Problem to solve - In the material below, rewrite every line starting at the line that contains "Task: mark one point on every instance of the balcony" and ending at the close of the material, with nothing left out. Shift each x and y coordinate in the marked points up by 25.

START Available data

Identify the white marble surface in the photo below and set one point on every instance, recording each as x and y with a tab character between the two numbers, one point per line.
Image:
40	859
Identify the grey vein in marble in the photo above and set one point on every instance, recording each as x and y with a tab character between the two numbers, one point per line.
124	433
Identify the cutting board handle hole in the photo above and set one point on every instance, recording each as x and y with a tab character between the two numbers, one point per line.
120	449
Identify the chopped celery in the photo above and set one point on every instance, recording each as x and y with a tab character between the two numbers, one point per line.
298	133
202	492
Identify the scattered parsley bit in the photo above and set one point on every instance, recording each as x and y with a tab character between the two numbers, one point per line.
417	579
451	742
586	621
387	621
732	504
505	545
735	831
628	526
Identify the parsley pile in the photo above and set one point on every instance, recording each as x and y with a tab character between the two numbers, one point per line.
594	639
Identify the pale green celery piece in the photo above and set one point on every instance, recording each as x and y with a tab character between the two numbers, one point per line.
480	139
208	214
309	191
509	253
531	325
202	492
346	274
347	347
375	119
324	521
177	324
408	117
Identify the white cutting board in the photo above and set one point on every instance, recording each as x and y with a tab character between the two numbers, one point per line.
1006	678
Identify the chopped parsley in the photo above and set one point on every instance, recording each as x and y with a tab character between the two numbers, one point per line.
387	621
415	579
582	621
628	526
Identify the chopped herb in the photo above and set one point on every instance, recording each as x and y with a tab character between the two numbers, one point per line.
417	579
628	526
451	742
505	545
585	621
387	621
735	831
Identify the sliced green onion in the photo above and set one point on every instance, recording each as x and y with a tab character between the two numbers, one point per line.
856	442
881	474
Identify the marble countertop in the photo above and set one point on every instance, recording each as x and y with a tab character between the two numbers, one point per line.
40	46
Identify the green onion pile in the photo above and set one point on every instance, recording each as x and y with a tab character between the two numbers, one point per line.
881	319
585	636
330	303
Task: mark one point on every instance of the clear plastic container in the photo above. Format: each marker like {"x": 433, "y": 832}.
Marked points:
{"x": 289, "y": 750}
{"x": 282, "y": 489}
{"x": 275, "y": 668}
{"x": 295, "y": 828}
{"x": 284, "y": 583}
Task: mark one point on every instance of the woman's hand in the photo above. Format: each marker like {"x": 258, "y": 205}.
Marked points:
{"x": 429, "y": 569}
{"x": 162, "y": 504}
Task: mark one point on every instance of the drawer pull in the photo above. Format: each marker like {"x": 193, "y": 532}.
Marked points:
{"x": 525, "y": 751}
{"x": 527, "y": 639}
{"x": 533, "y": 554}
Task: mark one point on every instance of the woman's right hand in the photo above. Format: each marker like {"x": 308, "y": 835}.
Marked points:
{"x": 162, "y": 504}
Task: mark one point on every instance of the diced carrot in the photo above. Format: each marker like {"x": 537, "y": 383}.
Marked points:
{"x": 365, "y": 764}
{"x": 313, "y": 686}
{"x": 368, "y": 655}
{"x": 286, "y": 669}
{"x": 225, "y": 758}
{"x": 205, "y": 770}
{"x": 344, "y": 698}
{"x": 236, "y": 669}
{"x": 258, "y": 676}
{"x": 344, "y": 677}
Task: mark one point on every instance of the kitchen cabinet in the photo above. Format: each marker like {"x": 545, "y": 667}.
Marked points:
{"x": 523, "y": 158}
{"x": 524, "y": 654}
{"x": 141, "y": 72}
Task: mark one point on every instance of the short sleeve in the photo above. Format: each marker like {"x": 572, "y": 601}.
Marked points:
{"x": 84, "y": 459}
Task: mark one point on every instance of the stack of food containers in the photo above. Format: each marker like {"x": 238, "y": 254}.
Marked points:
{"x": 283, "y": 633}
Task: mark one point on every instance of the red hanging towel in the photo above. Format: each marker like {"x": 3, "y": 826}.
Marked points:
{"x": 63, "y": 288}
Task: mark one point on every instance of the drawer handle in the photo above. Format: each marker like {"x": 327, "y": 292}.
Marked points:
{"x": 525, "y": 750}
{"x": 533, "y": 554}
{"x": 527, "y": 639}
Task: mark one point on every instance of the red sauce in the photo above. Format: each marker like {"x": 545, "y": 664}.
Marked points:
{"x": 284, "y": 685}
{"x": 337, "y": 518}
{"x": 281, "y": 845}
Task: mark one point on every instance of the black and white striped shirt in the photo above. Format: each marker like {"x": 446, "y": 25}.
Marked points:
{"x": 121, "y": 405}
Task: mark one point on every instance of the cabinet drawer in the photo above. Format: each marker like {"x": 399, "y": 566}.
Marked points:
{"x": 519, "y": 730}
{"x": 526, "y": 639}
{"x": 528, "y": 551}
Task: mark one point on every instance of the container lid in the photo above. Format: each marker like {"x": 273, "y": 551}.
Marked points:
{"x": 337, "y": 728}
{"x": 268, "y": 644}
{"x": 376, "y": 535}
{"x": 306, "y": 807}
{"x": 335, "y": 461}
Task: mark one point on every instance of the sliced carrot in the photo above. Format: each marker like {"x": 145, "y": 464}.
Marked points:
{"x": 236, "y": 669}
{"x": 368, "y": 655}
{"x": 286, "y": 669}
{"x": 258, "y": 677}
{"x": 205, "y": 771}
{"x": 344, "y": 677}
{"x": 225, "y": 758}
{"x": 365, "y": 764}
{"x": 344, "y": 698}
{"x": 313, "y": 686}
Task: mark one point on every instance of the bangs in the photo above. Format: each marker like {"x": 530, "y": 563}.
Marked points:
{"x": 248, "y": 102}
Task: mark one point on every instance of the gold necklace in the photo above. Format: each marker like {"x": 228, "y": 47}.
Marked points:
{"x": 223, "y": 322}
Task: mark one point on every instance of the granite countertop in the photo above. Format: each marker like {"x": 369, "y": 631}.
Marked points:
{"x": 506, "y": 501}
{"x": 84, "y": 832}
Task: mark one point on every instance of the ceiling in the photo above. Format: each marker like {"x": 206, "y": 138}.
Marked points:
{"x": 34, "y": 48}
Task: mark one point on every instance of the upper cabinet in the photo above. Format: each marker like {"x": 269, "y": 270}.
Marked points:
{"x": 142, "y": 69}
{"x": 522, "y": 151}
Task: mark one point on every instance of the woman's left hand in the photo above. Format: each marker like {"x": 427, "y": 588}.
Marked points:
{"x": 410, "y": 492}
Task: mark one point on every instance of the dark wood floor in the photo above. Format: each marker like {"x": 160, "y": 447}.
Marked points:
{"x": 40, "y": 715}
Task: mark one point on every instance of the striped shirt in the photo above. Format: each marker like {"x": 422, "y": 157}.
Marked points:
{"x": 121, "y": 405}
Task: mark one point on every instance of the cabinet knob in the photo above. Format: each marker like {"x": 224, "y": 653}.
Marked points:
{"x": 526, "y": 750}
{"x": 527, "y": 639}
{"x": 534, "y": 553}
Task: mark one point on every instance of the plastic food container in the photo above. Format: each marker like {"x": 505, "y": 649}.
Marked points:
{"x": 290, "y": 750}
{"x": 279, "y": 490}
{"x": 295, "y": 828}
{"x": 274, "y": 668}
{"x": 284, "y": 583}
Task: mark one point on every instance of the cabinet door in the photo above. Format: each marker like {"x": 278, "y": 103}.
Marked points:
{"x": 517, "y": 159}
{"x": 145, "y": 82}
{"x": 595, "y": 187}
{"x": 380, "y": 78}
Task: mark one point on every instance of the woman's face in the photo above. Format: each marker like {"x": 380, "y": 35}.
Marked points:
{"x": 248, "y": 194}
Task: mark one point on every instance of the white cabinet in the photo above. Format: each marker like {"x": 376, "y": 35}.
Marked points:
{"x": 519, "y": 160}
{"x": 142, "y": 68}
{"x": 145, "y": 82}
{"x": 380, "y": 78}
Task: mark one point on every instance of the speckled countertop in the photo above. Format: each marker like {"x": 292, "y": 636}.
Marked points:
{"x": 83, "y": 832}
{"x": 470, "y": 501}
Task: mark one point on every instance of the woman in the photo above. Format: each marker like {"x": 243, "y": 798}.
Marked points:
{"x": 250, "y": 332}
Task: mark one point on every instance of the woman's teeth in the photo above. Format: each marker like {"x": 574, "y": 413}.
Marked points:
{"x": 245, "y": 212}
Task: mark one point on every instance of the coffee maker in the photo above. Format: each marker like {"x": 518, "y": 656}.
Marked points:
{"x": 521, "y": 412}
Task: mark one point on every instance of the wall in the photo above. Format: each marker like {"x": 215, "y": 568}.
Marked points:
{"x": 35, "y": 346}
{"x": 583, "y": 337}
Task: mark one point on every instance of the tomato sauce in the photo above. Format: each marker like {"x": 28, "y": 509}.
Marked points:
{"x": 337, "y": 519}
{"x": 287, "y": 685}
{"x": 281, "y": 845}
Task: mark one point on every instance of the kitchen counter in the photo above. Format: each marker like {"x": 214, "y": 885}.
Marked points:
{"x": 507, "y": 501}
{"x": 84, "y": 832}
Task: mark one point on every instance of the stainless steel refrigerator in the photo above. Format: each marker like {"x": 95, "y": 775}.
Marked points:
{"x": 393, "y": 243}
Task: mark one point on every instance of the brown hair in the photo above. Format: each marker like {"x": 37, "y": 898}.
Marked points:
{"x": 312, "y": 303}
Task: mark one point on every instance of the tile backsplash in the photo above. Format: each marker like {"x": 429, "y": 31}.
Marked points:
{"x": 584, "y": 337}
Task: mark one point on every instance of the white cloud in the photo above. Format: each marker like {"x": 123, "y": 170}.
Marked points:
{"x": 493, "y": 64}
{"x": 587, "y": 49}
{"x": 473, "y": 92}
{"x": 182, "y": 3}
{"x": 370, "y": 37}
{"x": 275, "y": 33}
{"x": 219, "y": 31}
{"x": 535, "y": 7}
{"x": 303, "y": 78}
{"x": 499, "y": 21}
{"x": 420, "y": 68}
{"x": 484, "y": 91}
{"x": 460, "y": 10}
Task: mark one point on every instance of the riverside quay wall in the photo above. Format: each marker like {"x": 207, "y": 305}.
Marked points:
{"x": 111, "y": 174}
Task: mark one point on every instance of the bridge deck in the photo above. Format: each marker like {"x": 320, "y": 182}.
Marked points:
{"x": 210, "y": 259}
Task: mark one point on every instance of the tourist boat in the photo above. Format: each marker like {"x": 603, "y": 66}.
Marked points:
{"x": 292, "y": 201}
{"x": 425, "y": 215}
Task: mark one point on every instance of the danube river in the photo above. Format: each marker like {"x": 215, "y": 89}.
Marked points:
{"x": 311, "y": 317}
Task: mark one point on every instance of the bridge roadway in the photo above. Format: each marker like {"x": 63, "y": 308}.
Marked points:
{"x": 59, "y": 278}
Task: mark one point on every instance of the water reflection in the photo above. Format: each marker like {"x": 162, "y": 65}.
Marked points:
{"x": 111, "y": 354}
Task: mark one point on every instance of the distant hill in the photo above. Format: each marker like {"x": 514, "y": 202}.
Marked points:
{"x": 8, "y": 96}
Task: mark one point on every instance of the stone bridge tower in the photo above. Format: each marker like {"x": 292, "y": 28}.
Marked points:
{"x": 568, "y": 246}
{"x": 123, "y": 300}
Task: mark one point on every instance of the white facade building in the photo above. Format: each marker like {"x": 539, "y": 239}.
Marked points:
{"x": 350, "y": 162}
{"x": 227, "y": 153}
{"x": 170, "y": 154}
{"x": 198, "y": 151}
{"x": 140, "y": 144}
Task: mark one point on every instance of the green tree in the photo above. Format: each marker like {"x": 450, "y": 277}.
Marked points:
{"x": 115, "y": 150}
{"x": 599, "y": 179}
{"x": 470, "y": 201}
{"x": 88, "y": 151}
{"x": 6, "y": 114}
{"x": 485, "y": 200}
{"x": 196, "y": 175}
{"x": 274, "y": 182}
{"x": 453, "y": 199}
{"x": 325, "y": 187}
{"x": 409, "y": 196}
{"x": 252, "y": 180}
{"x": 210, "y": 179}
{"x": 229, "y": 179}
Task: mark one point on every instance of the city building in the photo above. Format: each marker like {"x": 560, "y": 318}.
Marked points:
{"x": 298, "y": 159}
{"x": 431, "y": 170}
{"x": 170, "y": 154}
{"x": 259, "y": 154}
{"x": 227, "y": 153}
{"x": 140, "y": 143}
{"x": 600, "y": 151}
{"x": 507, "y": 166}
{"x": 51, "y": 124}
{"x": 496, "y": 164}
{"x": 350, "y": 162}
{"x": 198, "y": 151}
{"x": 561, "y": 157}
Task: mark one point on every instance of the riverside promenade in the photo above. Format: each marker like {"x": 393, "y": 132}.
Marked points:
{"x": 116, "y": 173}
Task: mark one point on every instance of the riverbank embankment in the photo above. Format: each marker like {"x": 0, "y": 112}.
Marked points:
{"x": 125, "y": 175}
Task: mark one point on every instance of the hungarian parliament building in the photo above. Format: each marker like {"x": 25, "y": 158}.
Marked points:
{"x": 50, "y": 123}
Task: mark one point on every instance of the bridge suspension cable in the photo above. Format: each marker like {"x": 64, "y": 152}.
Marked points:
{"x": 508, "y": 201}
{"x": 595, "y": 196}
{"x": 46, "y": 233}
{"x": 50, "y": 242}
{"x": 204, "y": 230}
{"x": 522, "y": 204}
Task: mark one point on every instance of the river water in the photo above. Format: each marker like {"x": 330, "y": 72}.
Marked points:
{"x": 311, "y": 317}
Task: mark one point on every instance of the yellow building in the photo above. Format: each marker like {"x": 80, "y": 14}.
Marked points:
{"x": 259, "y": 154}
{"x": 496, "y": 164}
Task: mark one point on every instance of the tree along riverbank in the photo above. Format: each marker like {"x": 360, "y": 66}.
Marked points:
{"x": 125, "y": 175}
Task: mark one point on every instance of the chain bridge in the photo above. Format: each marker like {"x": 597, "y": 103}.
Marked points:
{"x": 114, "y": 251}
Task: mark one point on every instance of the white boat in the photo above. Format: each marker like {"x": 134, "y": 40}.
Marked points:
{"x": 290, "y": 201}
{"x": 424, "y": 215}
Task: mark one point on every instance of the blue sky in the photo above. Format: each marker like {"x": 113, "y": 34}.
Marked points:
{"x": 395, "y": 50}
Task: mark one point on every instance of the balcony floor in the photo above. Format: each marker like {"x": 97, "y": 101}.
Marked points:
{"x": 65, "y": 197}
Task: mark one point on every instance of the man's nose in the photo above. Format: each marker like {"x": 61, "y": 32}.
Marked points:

END Available data

Answer to the exercise -
Task: mark one point on every instance of the balcony floor in the photo above. Format: each marker like {"x": 97, "y": 101}.
Marked points:
{"x": 90, "y": 222}
Task: mark one point on every instance of the man's nose in the photo above. Format: each marker like {"x": 61, "y": 32}.
Marked points:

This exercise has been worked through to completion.